:: Document section
Mary E. Quinn et al. v. Richard P. Perkins.

Filed at Ottawa January 20, 1896.

1. Burnt records—rights of one acquiring title after destruction of record. One deriving title by purchase at a trustee’s sale made after the destruction of the record title by fire, may petition, under the Burnt Records act, to have the record restored, although the validity of the trustee’s deed to him may also be in question.

2. Trusts—when sale by trustee is voidable, only. Defects in a trustee’s notice of sale of the trust property, consisting in not having complied with the terms of the trust deed as to notice, do not render the sale void, but voidable only.

3. Same—voidable sale must be attacked in apt time. A grantor in a trust deed, or those claiming under him, must proceed in apt time to set aside a deed by the trustee in pursuance of a sale which is voidable for want of proper notice.

4. Laches—delay of fifteen years bars action. Acquiescence and delay of fifteen years will estop the grantor in a trust deed and those claiming under him from proceeding to set aside a sale under such deed on the ground of defects in the sale notice.

5. Limitations—period not affected by destruction of title by fire. A shorter period than twenty years’ adverse possession cannot prevail against a title the record of which has been destroyed by fire.

Appeal from the Circuit Court of Cook county; the Hon. Oliver H. Horton, Judge, presiding.
::::
:: Items
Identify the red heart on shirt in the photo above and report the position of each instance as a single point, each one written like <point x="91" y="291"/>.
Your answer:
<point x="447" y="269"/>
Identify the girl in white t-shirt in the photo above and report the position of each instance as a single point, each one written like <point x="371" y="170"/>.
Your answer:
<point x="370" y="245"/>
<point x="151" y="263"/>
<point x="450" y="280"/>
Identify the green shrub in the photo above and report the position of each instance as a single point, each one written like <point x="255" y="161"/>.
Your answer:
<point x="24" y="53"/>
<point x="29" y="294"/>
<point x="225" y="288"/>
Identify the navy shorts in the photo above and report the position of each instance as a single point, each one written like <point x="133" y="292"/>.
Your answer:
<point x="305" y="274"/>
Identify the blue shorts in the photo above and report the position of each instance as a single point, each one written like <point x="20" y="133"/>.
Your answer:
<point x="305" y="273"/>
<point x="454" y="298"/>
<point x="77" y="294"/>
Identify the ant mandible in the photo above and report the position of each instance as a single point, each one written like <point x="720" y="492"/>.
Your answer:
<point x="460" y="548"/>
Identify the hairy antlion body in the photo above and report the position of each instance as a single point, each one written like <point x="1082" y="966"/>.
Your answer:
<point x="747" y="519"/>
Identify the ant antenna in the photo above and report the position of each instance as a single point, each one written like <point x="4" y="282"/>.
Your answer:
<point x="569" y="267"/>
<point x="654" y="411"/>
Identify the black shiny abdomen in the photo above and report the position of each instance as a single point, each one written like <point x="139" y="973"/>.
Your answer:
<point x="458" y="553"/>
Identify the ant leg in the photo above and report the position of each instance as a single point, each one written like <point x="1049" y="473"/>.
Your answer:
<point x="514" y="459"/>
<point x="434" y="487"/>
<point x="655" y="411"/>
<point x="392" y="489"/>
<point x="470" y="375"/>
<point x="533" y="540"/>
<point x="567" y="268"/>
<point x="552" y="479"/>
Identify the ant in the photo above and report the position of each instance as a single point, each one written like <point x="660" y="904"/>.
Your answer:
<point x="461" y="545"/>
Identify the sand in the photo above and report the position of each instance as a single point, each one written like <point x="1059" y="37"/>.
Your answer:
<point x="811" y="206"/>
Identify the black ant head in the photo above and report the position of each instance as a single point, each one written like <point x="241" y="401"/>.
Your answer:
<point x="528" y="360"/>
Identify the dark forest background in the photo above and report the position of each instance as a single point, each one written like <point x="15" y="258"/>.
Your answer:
::::
Given task> Decide whether each statement agrees with the Quinn v. Perkins case summary above, answering yes or no and quoting the words of the text that decide it: (a) Defects in a trustee's notice of sale make the sale void. (b) The appeal came from the Circuit Court of Cook county. (c) A delay of fifteen years keeps the grantor in a trust deed from moving to set aside a sale over defects in the sale notice.

Correct result>
(a) No: "do not render the sale void, but voidable only."
(b) Yes: "Appeal from the Circuit Court of Cook county"
(c) Yes: "Acquiescence and delay of fifteen years will estop the grantor in a trust deed and those claiming under him from proceeding to set aside a sale under such deed on the ground of defects in the sale notice."